> [What you will do]
Exact copies of all records below are needed.

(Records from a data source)
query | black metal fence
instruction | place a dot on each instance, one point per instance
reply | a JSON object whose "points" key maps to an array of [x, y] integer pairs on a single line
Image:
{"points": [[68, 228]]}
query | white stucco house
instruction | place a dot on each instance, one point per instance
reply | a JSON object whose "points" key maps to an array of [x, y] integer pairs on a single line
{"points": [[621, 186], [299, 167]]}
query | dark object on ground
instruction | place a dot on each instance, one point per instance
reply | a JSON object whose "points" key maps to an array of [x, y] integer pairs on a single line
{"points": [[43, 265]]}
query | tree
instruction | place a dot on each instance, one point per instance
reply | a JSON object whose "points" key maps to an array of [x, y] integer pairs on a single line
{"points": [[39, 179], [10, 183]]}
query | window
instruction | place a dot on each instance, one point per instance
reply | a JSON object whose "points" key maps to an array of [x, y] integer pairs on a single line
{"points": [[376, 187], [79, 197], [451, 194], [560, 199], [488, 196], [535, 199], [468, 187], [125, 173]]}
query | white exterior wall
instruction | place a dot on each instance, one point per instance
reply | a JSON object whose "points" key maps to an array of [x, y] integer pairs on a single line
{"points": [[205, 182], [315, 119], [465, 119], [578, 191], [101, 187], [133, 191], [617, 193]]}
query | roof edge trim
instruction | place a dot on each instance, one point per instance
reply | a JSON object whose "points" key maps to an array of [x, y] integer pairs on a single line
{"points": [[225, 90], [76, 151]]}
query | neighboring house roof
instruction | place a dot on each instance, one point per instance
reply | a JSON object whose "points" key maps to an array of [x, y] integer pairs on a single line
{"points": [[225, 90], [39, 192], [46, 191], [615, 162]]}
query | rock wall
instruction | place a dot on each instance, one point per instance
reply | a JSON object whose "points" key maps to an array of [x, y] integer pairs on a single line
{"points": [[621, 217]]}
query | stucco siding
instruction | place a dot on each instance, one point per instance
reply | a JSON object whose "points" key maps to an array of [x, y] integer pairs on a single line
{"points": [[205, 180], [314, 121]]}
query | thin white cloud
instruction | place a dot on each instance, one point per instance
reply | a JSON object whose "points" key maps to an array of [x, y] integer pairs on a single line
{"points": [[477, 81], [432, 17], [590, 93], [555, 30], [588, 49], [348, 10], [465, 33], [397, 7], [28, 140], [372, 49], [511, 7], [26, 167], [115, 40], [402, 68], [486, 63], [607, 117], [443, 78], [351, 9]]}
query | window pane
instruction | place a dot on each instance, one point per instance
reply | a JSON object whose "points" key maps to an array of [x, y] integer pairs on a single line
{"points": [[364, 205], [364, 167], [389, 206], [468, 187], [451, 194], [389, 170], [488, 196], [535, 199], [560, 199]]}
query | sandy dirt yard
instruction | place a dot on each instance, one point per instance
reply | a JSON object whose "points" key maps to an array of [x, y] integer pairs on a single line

> [Output]
query | black metal fence
instruction | place a dot on each instance, one point per instance
reply | a JSON object whose "points" key maps to an array of [x, y] integer pairs on a single line
Image:
{"points": [[68, 228]]}
query | white stucco house
instruction | place a dot on each instance, one point per instance
reply | a JSON object whose "points" key maps to an array of [x, y] integer pairs on a single line
{"points": [[621, 186], [299, 167]]}
query | dark object on ground
instruction | place a dot on each instance, one point per instance
reply | a JSON object whose "points" key maps to an array of [x, y] integer pairs on a single line
{"points": [[43, 265]]}
query | tree
instruction | place a dot on each instance, one point per instance
reply | a JSON object whose "points" key maps to an array of [x, y] integer pairs on a single line
{"points": [[39, 179], [10, 183]]}
query | window
instruction | place a dot on each instance, one point per instance
reply | a JSON object whose "points" key maps to an array of [x, y] integer pairs on a single line
{"points": [[376, 187], [79, 197], [451, 194], [560, 199], [488, 196], [535, 199], [468, 187], [125, 173]]}
query | white exterior wall
instruction | place a dot on each instance, one point per instance
reply | a JSON object whose "points" key maps to an array of [x, y] integer pairs on a single line
{"points": [[205, 182], [315, 119], [465, 119], [578, 191], [101, 187], [133, 191], [617, 193]]}
query | roof edge trim
instruction | place a dot on each instance, one point per instance
reply | a JSON object whose "points" key maps to an array of [x, y] integer pairs on a single line
{"points": [[225, 90], [76, 151]]}
query | neighboring house roof
instruction | place a dot on each instance, one point per instance
reply | a JSON object whose "points" key maps to an array of [x, y] integer pairs on a single line
{"points": [[225, 90], [39, 192], [46, 191], [615, 162]]}
query | rock wall
instruction | place a dot on each instance, one point per instance
reply | a JSON object whose "points" key maps to an array of [x, y] integer pairs on a single line
{"points": [[621, 217]]}
query | stucco siding
instruction | place a dot on each instance, one point per instance
reply | a JSON object whose "points" key maps to an array of [x, y] integer pairs on a single line
{"points": [[205, 180], [314, 121]]}
query | thin white cloud
instruction | place a dot on each instance, one point per instance
reply | a JSON object whose "points" key maps to an array of [x, y] integer pairs on a single line
{"points": [[477, 81], [432, 17], [590, 93], [555, 30], [588, 49], [348, 10], [465, 33], [397, 7], [28, 140], [372, 49], [511, 7], [26, 167], [115, 40], [402, 68], [486, 63], [607, 117], [443, 78], [351, 9]]}
query | window pane
instruction | place a dot on each instance, one point per instance
reply | a JSON object whose "points" key maps to an array of [x, y] integer pairs on a single line
{"points": [[364, 205], [364, 167], [389, 206], [468, 187], [451, 194], [389, 170], [488, 196], [535, 199], [560, 199]]}
query | sandy dirt yard
instruction | place a dot on each instance, one point per instance
reply | a JSON object whose "points" key maps to an array of [x, y] integer pairs on a single line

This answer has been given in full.